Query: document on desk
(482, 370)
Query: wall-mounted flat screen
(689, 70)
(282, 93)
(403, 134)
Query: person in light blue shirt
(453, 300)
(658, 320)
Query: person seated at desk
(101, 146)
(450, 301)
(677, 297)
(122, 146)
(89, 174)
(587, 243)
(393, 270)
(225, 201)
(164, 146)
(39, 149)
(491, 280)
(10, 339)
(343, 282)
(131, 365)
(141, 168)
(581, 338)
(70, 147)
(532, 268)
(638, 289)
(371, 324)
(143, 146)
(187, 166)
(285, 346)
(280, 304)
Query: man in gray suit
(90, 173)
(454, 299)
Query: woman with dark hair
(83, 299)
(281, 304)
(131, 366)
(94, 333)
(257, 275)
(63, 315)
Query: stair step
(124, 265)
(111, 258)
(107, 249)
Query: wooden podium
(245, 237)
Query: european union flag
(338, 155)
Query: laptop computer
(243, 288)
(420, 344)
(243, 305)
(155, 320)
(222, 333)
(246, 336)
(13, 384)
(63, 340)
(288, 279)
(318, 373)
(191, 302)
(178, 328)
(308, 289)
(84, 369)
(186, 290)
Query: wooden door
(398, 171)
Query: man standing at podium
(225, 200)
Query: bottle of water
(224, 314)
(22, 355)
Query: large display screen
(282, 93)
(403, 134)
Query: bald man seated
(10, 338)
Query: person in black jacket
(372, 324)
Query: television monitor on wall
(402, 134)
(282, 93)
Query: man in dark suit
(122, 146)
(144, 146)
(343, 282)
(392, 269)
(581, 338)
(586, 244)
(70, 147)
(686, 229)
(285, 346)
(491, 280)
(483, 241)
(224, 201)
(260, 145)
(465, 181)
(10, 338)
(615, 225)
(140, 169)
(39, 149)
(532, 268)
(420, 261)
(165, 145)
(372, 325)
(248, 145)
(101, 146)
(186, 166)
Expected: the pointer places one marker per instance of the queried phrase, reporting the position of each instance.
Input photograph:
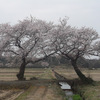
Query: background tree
(74, 43)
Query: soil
(9, 94)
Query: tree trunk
(20, 75)
(80, 74)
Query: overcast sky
(80, 12)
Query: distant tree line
(51, 61)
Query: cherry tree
(74, 43)
(5, 39)
(30, 39)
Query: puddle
(67, 89)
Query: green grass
(76, 97)
(25, 94)
(90, 92)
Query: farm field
(45, 87)
(42, 89)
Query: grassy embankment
(88, 92)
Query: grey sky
(80, 12)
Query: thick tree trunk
(20, 75)
(80, 74)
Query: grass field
(44, 88)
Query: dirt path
(42, 93)
(9, 94)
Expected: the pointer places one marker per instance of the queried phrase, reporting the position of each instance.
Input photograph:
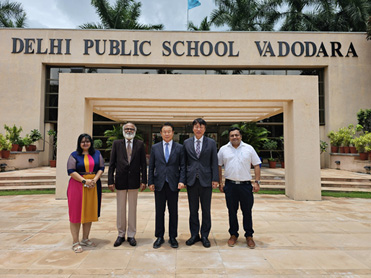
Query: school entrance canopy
(163, 98)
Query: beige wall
(297, 95)
(22, 76)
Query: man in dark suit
(201, 176)
(166, 175)
(128, 160)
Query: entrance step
(268, 181)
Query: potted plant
(271, 145)
(5, 146)
(35, 136)
(13, 135)
(27, 142)
(335, 141)
(361, 143)
(346, 137)
(353, 132)
(53, 136)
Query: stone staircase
(268, 181)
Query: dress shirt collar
(201, 139)
(170, 143)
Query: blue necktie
(198, 148)
(167, 152)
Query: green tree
(124, 14)
(204, 25)
(12, 15)
(241, 15)
(341, 15)
(319, 15)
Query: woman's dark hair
(79, 149)
(199, 121)
(233, 129)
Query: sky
(72, 13)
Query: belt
(238, 182)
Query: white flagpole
(187, 16)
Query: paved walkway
(328, 238)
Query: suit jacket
(128, 175)
(205, 167)
(173, 170)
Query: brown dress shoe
(250, 242)
(232, 241)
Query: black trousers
(171, 198)
(235, 195)
(196, 195)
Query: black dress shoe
(205, 242)
(159, 241)
(193, 240)
(132, 241)
(173, 242)
(119, 241)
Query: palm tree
(12, 15)
(204, 25)
(320, 15)
(241, 15)
(123, 14)
(292, 12)
(342, 15)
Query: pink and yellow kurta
(83, 202)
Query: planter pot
(5, 154)
(14, 147)
(272, 164)
(363, 156)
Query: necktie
(128, 150)
(167, 152)
(198, 148)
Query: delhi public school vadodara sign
(180, 48)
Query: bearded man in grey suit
(202, 175)
(166, 175)
(127, 172)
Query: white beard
(129, 136)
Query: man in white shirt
(237, 158)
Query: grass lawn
(364, 195)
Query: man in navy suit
(202, 176)
(166, 175)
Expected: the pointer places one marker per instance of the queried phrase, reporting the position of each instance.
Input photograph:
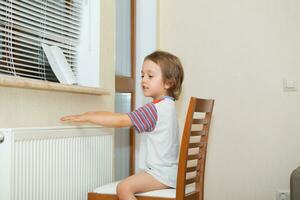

## What the task requires:
Give the material again exactly as it is, but keep the pictures out.

## The completed task:
Query: document on desk
(482, 370)
Query: wall-mounted flat screen
(689, 70)
(282, 93)
(403, 134)
Query: person in light blue shirt
(453, 300)
(658, 320)
Query: person seated at desk
(101, 146)
(450, 301)
(677, 297)
(122, 146)
(89, 174)
(587, 243)
(393, 270)
(225, 201)
(164, 146)
(39, 149)
(491, 280)
(10, 339)
(343, 282)
(131, 365)
(141, 168)
(581, 338)
(70, 147)
(532, 268)
(638, 289)
(371, 324)
(143, 146)
(187, 166)
(285, 346)
(280, 304)
Query: man in gray suit
(90, 173)
(454, 299)
Query: woman with dark hair
(83, 299)
(281, 304)
(131, 366)
(94, 333)
(257, 275)
(63, 315)
Query: stair step
(124, 265)
(111, 258)
(107, 249)
Query: wooden podium
(245, 237)
Query: european union flag
(338, 155)
Query: laptop computer
(243, 288)
(420, 344)
(243, 305)
(155, 320)
(222, 333)
(246, 336)
(13, 384)
(63, 340)
(288, 279)
(318, 373)
(191, 302)
(178, 328)
(308, 289)
(84, 369)
(186, 290)
Query: wooden door
(398, 171)
Query: man standing at podium
(225, 200)
Query: bottle of water
(224, 314)
(22, 355)
Query: large display screen
(282, 93)
(403, 134)
Query: bald man seated
(10, 338)
Query: person in black jacket
(372, 324)
Query: television monitor on wall
(402, 134)
(282, 93)
Query: man in dark suit
(122, 146)
(144, 146)
(343, 282)
(392, 269)
(581, 338)
(586, 244)
(70, 147)
(686, 229)
(285, 346)
(491, 280)
(483, 241)
(224, 201)
(260, 145)
(465, 181)
(10, 338)
(615, 225)
(140, 169)
(39, 149)
(532, 268)
(420, 261)
(165, 145)
(372, 325)
(248, 145)
(101, 146)
(186, 166)
Expected: the pointer places one marker per instance of the queried phrase, reporting the position of each instance.
Input photograph:
Query: background tree
(74, 43)
Query: soil
(9, 94)
Query: tree trunk
(20, 75)
(80, 74)
Query: overcast sky
(80, 12)
Query: distant tree line
(51, 61)
Query: cherry tree
(74, 43)
(5, 39)
(30, 39)
Query: puddle
(67, 89)
Query: green grass
(76, 97)
(25, 94)
(90, 92)
Query: farm field
(45, 87)
(42, 89)
Query: grassy embankment
(88, 92)
Query: grey sky
(80, 12)
Query: thick tree trunk
(20, 75)
(80, 74)
Query: grass field
(44, 88)
Query: dirt path
(42, 93)
(9, 94)
Expected: the pointer places one marker per instance of the queried phrase, reporting the position of each instance.
Input photograph:
Query: school entrance canopy
(163, 98)
Query: beige wall
(297, 95)
(22, 76)
Query: man in dark suit
(201, 176)
(166, 175)
(128, 160)
Query: entrance step
(268, 181)
Query: potted plant
(271, 145)
(5, 146)
(35, 136)
(13, 135)
(27, 142)
(335, 141)
(361, 143)
(346, 137)
(353, 132)
(53, 136)
Query: stone staircase
(268, 181)
Query: dress shirt collar
(201, 139)
(170, 143)
Query: blue necktie
(198, 148)
(167, 152)
Query: green tree
(124, 14)
(204, 25)
(12, 15)
(241, 15)
(341, 15)
(319, 15)
Query: woman's dark hair
(79, 149)
(199, 121)
(233, 129)
Query: sky
(72, 13)
Query: belt
(238, 182)
Query: white flagpole
(187, 16)
Query: paved walkway
(328, 238)
Query: suit jacket
(128, 175)
(205, 167)
(173, 170)
Query: brown dress shoe
(250, 242)
(232, 241)
Query: black trousers
(171, 198)
(235, 195)
(196, 195)
Query: black dress shoe
(205, 242)
(159, 241)
(193, 240)
(132, 241)
(173, 242)
(119, 241)
Query: palm tree
(12, 15)
(204, 25)
(320, 15)
(241, 15)
(123, 14)
(292, 12)
(342, 15)
Query: pink and yellow kurta
(83, 202)
Query: planter pot
(5, 154)
(14, 147)
(272, 164)
(363, 156)
Query: necktie
(128, 150)
(167, 152)
(198, 148)
Query: delhi public school vadodara sign
(180, 48)
Query: bearded man in grey suit
(202, 175)
(166, 175)
(127, 172)
Query: white beard
(129, 136)
Query: man in white shirt
(237, 158)
Query: grass lawn
(364, 195)
Query: man in navy suit
(202, 176)
(166, 175)
Expected: the pointer places one marker per instance of the queried phrase, reporting the position of each instance.
Input photograph:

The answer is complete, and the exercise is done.